TASK GOAL →
Find "the green leaf" in the records that follow; print that line and each subsequent line through the last one, verbatim and with nothing added.

RECORD EXTRACTS →
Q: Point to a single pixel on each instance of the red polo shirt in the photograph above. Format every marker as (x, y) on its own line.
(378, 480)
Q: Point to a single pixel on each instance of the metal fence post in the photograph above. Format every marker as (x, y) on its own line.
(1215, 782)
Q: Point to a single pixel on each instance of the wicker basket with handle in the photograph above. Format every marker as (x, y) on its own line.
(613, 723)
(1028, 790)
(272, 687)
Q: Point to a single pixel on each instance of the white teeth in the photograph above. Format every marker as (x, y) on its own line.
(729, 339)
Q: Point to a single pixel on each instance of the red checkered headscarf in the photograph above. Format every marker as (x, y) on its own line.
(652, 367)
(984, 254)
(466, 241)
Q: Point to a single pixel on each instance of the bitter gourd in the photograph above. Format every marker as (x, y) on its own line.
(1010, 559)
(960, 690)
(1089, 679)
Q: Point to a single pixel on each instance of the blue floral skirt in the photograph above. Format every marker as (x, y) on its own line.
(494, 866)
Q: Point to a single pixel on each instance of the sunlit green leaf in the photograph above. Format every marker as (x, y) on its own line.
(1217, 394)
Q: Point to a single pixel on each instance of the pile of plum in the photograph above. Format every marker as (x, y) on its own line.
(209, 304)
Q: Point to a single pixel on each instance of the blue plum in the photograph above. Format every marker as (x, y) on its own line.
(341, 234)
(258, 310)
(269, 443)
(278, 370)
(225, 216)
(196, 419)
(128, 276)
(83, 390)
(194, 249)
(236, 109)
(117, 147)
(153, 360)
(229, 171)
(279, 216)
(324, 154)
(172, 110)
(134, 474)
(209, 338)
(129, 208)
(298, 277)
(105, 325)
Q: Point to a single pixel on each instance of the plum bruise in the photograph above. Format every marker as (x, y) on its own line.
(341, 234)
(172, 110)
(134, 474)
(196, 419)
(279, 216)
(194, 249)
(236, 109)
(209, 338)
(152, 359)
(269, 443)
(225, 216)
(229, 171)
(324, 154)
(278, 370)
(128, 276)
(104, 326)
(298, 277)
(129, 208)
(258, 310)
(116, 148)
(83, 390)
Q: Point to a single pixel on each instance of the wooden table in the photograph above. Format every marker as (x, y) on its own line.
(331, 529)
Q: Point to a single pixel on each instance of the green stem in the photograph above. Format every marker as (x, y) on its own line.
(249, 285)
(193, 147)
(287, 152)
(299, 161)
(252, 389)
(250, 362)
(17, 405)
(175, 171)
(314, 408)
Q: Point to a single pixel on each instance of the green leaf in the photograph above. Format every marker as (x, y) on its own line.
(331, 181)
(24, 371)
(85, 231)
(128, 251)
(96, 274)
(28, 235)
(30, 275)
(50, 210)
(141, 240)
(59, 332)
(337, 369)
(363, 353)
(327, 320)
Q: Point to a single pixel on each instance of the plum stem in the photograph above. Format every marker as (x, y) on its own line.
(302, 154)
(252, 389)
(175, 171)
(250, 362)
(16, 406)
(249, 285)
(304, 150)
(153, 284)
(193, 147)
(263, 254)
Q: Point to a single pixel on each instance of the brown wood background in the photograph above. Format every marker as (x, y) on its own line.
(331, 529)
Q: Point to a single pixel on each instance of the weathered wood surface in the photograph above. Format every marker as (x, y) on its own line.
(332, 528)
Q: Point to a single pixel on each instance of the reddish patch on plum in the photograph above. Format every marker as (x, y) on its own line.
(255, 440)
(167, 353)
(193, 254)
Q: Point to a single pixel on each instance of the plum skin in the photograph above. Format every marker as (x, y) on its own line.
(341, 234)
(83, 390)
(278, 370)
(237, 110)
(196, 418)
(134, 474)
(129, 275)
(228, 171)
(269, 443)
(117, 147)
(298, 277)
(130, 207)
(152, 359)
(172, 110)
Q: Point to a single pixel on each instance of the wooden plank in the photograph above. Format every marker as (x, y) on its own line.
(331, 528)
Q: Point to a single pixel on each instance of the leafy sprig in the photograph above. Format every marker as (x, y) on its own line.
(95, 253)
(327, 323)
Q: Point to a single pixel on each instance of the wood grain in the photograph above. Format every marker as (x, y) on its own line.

COMPLETE OUTPUT →
Q: Point to a single pixel on each instance of the green leaf in the photograph above. Format every marker as (x, y) on its own line.
(331, 181)
(24, 371)
(85, 231)
(128, 251)
(96, 274)
(28, 235)
(30, 275)
(50, 210)
(141, 240)
(59, 332)
(337, 369)
(363, 353)
(327, 320)
Q: Point to a single pixel on each instance of the plum stem in the photograph above. Format every marker as (x, y) on its own line.
(302, 154)
(252, 389)
(175, 171)
(250, 362)
(16, 406)
(249, 285)
(304, 150)
(153, 284)
(193, 147)
(263, 254)
Q: Point to a single pixel on each instance of the brown wood background in the photograph above. Format every marker as (x, y) on its own line.
(331, 529)
Q: Point to a single pixel on each instance of the weathered wood surface in the photograph above. Format every marker as (x, y) on its own line.
(332, 528)
Q: Point to a single pixel on each instance of the reddish patch on plum in the photograph above. Format every marker as (x, y) on its own line.
(255, 440)
(167, 353)
(193, 254)
Q: Point to a single pixel on each instance of the plum skin in the photograph above. Format every marker as (x, y) on its own line.
(341, 234)
(83, 390)
(278, 370)
(237, 110)
(196, 418)
(134, 474)
(129, 275)
(228, 171)
(269, 443)
(117, 147)
(298, 277)
(130, 207)
(152, 359)
(172, 110)
Q: Point to a single pixel on each instance of the wooden plank in the photograph above. Format every marker as (x, y) on its own line.
(331, 528)
Q: Point to a single pixel on each instance of the leafy sprig in the photograph above. Format every marker as (x, y) on its own line.
(95, 253)
(327, 323)
Q: Point to a single pixel on each instance of the wood grain in the photograph above. Format every marker as (x, y) on its own line.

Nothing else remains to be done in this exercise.